Below are the records; pull every line that includes "pole".

**TASK DATA:**
#####

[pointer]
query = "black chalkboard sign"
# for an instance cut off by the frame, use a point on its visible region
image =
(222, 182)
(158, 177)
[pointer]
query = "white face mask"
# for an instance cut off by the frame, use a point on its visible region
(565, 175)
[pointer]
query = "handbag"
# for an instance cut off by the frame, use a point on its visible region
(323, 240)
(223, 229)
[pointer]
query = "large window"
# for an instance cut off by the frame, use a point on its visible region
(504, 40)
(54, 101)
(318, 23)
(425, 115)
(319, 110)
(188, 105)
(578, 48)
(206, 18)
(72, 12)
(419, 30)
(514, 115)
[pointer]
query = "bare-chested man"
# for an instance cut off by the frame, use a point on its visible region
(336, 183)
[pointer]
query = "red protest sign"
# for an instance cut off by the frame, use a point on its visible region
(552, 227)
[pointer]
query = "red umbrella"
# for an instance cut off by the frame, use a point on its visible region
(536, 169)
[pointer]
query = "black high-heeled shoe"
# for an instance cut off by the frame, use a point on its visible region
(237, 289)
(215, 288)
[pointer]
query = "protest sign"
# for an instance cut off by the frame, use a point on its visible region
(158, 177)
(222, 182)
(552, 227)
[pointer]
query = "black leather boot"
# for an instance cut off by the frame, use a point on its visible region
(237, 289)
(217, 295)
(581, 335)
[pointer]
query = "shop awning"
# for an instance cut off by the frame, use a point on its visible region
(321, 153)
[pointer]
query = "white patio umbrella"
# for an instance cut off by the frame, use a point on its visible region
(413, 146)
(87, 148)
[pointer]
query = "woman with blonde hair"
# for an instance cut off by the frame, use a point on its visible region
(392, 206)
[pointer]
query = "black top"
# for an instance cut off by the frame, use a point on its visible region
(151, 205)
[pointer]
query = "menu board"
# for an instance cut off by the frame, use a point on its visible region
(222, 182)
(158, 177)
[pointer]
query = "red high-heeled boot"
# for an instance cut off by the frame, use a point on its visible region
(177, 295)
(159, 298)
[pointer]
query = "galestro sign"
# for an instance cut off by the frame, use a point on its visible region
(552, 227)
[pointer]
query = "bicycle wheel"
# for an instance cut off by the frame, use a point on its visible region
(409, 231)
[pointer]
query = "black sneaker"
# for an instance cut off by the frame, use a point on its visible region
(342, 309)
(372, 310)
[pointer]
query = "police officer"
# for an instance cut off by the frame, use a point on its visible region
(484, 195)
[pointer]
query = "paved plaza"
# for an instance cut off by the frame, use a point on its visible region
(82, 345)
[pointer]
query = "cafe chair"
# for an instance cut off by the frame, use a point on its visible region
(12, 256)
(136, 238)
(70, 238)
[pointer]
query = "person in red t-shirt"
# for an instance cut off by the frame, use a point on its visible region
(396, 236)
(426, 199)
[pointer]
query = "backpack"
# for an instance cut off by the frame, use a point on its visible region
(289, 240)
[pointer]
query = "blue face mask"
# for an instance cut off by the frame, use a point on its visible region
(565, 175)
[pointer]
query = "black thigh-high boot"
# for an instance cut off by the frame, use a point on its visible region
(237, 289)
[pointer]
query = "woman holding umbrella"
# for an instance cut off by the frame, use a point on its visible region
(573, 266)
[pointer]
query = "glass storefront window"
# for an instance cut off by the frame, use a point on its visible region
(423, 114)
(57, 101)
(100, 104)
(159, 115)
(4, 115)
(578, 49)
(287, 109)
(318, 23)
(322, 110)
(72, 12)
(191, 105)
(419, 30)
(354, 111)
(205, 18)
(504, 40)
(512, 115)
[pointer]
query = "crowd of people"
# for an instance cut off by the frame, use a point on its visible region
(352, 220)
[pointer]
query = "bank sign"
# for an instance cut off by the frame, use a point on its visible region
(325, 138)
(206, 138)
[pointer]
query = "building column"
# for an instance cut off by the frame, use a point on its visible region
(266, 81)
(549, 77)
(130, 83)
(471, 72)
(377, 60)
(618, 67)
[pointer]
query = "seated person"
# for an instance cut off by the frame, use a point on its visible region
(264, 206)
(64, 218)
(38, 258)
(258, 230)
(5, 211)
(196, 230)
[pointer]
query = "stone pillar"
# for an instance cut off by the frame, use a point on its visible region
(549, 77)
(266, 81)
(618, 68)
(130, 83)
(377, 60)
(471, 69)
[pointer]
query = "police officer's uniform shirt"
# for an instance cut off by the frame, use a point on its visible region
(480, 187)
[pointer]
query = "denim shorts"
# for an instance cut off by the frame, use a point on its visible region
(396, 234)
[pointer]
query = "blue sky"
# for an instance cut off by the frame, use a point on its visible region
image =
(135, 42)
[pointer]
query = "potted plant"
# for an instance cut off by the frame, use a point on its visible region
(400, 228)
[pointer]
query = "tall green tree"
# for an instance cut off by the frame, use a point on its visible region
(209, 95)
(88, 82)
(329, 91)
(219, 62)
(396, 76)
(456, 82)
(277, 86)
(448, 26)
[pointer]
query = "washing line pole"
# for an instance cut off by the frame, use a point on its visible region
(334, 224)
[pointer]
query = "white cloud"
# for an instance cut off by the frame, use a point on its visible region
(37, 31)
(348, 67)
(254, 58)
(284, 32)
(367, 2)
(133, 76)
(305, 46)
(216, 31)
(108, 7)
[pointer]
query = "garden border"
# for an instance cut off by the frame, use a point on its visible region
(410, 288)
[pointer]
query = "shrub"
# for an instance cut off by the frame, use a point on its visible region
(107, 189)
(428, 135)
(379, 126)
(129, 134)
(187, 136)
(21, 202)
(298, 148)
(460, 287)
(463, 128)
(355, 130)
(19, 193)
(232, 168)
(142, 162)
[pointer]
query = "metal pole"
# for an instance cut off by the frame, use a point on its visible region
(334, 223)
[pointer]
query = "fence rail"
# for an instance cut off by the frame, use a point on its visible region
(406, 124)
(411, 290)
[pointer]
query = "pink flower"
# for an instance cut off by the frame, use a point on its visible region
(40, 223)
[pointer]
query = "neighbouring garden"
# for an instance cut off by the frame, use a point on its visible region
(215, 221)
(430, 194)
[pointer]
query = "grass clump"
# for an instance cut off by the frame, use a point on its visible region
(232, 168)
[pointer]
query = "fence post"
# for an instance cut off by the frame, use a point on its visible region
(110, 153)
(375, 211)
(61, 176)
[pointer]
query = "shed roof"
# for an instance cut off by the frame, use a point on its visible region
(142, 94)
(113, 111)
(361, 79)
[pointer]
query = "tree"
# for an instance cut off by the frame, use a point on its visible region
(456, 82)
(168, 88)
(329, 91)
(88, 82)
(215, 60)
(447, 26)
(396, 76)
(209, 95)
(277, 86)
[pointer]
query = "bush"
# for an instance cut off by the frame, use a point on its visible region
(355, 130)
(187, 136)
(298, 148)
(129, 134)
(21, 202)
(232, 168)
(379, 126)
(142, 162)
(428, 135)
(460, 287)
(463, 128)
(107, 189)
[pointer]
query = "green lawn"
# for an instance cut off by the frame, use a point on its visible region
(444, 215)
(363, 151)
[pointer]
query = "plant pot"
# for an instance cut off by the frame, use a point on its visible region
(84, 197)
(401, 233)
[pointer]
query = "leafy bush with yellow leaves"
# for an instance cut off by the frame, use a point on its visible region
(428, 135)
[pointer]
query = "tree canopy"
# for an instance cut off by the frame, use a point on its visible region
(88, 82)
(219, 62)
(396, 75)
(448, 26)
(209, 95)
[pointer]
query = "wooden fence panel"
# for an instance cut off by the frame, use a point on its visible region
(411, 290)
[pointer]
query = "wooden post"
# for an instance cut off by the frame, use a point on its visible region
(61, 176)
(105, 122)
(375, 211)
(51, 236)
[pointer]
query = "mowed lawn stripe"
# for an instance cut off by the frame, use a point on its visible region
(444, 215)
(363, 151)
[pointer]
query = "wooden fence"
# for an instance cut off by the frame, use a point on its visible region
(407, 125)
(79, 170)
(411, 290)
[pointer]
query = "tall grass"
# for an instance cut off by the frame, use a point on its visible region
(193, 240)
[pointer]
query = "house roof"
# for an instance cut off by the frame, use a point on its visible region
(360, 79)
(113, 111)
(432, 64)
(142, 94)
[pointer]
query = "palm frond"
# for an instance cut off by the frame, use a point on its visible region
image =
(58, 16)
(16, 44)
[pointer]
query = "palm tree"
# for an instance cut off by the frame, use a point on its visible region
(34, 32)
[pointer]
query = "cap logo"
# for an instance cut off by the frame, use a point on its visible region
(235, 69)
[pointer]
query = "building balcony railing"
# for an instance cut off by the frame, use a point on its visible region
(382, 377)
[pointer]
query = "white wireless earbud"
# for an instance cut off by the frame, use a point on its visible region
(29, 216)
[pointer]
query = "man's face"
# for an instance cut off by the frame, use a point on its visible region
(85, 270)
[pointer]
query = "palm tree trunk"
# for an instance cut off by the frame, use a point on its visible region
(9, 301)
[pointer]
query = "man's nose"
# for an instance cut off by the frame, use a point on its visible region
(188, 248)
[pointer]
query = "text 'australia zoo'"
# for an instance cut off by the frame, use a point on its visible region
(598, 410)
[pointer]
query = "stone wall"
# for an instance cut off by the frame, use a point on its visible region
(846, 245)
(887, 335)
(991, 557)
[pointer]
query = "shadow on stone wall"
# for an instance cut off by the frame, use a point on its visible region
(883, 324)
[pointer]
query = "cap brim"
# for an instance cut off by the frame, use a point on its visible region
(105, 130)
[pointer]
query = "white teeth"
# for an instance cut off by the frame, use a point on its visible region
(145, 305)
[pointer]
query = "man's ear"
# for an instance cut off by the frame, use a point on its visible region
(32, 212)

#####

**ANSWER SECTION:**
query = "washing line pole"
query = "metal pole"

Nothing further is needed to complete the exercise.